- WORK TO BE COMPLETED -
From the first line to the last, write out the records exactly, leaving out images.

- EXTRACTED RECORDS -
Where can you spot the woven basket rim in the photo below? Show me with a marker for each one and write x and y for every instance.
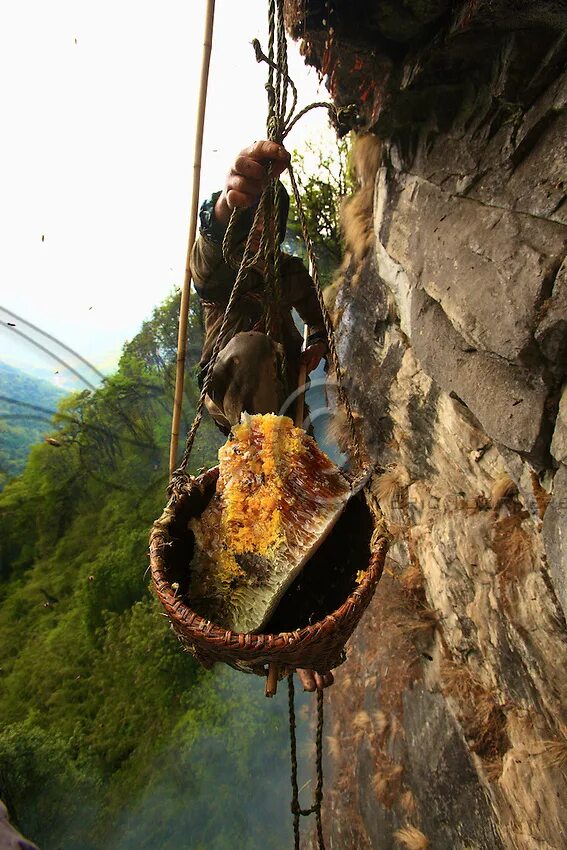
(199, 627)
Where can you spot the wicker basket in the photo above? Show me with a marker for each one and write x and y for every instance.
(319, 646)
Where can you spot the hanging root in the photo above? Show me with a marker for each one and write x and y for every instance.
(356, 212)
(503, 488)
(411, 838)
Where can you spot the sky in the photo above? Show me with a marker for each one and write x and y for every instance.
(98, 106)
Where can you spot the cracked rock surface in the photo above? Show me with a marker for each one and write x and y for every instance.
(450, 715)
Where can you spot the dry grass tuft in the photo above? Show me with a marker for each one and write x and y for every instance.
(386, 782)
(541, 495)
(361, 720)
(554, 752)
(331, 292)
(407, 802)
(357, 225)
(481, 715)
(412, 578)
(337, 428)
(365, 159)
(492, 769)
(411, 838)
(502, 488)
(381, 722)
(512, 546)
(388, 487)
(334, 746)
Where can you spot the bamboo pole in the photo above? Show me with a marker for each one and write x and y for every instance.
(300, 402)
(185, 292)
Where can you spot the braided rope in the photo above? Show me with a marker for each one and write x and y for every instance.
(179, 473)
(329, 329)
(278, 126)
(315, 808)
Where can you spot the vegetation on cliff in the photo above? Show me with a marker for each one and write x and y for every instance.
(111, 736)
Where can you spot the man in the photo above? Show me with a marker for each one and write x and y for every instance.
(247, 370)
(246, 375)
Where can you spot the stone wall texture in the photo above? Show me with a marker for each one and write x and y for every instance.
(448, 728)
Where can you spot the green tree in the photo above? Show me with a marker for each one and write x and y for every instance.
(323, 179)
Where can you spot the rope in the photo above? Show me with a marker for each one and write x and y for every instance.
(279, 125)
(315, 808)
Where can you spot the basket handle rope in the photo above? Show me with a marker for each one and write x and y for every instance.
(279, 124)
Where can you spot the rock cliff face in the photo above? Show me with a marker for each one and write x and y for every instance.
(449, 729)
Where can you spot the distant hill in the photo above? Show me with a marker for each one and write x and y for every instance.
(26, 407)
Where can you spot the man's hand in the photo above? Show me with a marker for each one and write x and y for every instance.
(313, 355)
(248, 177)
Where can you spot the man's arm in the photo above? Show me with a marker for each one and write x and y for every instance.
(304, 298)
(245, 181)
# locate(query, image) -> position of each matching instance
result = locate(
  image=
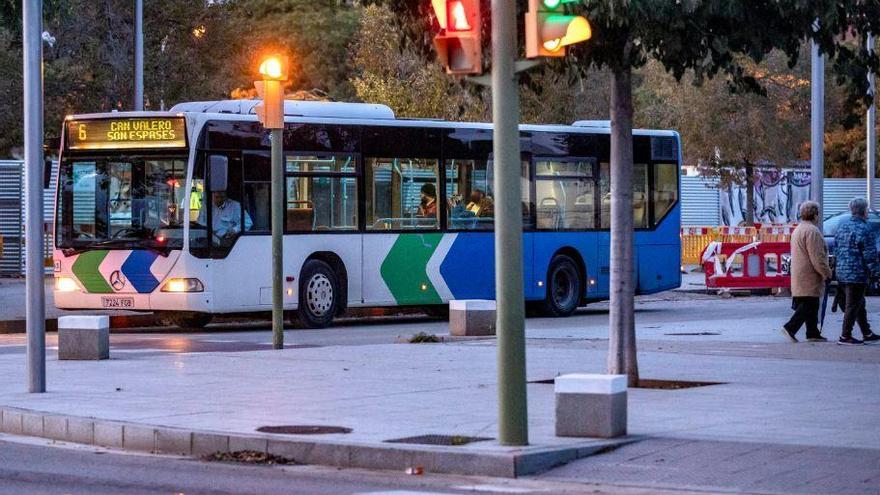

- ANSWER SPACE -
Where can you spot the woven basket rim in the photo below? Show me with a marker for each one and write x and y for every instance.
(199, 627)
Where can you spot the wicker basket in the photo above? Show me with a marker for each one and write x and y for every instance.
(319, 646)
Where can you spot the hanging root in the photo above? Show me with a marker for each one and write x and y for every instance.
(356, 212)
(503, 488)
(411, 838)
Where can you spot the sky in the photo above? Show me with a marker for each one and write x and y for every instance.
(98, 106)
Where can you spot the cracked rock surface in the photo above? Show me with a marker for each one and write x and y for every instance.
(450, 715)
Where can you spot the dry grass tuft in the photo above? Show me with a marker for each one and write x and y for every instance.
(386, 782)
(541, 495)
(361, 720)
(554, 752)
(331, 292)
(407, 802)
(357, 225)
(481, 715)
(412, 578)
(337, 428)
(365, 159)
(492, 769)
(411, 838)
(502, 488)
(381, 722)
(512, 546)
(388, 487)
(334, 746)
Where can you spot the bamboo pole in the photo above? Show me with a marker for each one and write x and y for every instance.
(300, 402)
(185, 292)
Where can you spot the braided rope in the photo above? Show me with a marker for each one and write x and y for every instance.
(179, 473)
(329, 329)
(278, 126)
(315, 808)
Where can you spot the vegetation on cliff in the photo above? Show me with a marker for each one and write x and y for every instance.
(111, 736)
Where can you spot the man in the photo above? Show me with a marker for each one and write x and y for every instance.
(247, 370)
(246, 375)
Where can you spot the stone wall texture in the photo above? Show me with a marker for each one and write x and y for every instance.
(448, 728)
Where can you spot the green tree in the photo above? Show me with a marker for each one and write x and y for every instance.
(323, 179)
Where can you spot the rope in the photo above? Show me with a marker for each one and write x and y for every instance.
(279, 125)
(315, 808)
Where can you spot the basket handle rope in the photo above? Show me with a marker for each one and write x and y for every instance.
(279, 124)
Where can you spot the rock cliff face in the photo above? Show me with a marker for each one and write x and y for every instance.
(449, 729)
Where can you spot the distant hill in the photo above? Show me with a marker for each one and write x and y for every instance.
(26, 407)
Where can you spot the man's hand in the photo above? Show me with a marker for each one and write x and y for every instance.
(313, 355)
(248, 177)
Where can you spot the man's arm in the photo above? Show me with a marker for each one and write x and y for every instance.
(304, 298)
(245, 181)
# locate(query, image) -> position of each matching instance
result = locate(
  image=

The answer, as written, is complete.